▸ EXCERPTED PASSAGE:

%%

Active Hackathon

Breathing Life Into Robots Through Simulators

Simulation enables engineers to prototype rapidly and with minimal human effort. In robotics, physics simulations provide a secure and low-cost virtual playground for robots to gain physical skills through Deep Reinforcement Learning (DRL). However, simulations use hand-derived physics that will have difficulty adapting when tested on real hardware. This challenge is termed the “sim-to-real gap” or the domain adaptation problem. Reinforcement-based approaches(  RL-CycleGAN and RetinaGAN) have been utilised to bridge the simulation-to-reality gap for purely perceptual tasks, such as grasping. However, the gap is still present because of the dynamic characteristics of robotic systems. In this case, researchers are prompted to ask whether or not they can find a more accurate physics simulator by examining a few real robot trajectories. If so, then it may be possible to use the improved simulator to give the robot controller a higher chance of succeeding in the real world.

In a paper published in ICRA 2021, titled SimGAN: Hybrid Simulator Identification for Adversarial Reinforcement Learning, researchers proposed to treat the Physics Simulator as a learning component with a particular rewarding function trained by the DRL that penalises differences between the trajectories generated in simulation, that is, robots moving over time.


Sign up for your weekly dose of what's up in emerging technology.

According to the researchers, reinforcement learning (RL) policies can be trained using simulation data to support more diversified actions in robots. While controller creation in simulation has been made far more automatic due to implementing learning-based methodologies, moving a trained policy from simulation to real hardware typically involves considerable manual work. To account for the possible ranges in the simulation and the actual world, a range should be big enough to include all of the unmodeled differences but not so large as to impede performance.

The researchers, therefore, focused their contribution in : 

  • A unique simulation identification formulation that is posed as an adversarial RL problem
  • A learnt GAN loss that alleviates manual loss design and sensitive excitation trajectories by providing limited set-level supervision
  • Reducing the necessity for a properly defined parameter set through an expressive hybrid simulator parameterisation.

%%

▸ WRITTEN PROBLEM: Set down, word for word, the stretch of the robot simulator article above from "In a paper published" through "moving over time.".

▸ DATA SECTION:
%%

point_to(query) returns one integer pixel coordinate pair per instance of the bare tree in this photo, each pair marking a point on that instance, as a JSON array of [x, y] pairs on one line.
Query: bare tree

%%

▸ THE COMPLETED TASK:
In a paper published in ICRA 2021, titled SimGAN: Hybrid Simulator Identification for Adversarial Reinforcement Learning, researchers proposed to treat the Physics Simulator as a learning component with a particular rewarding function trained by the DRL that penalises differences between the trajectories generated in simulation, that is, robots moving over time.